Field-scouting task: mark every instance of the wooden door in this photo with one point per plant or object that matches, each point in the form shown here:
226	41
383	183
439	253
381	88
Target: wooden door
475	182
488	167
+++++
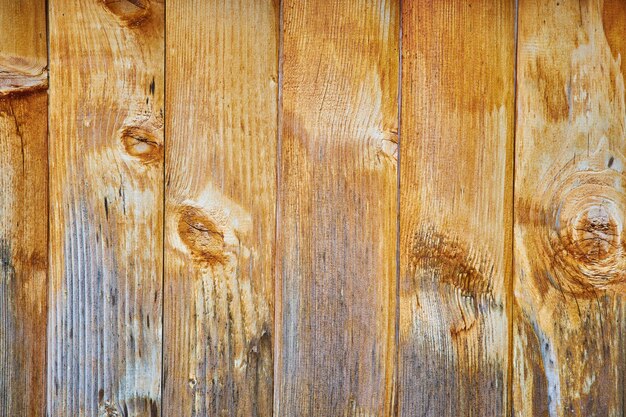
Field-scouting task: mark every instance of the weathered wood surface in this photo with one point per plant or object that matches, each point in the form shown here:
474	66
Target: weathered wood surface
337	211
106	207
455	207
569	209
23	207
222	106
+++++
TASK REQUIREMENTS: A single number is required: the count of lines in the data above that include the string "scouting".

OUTPUT OF THE TASK: 2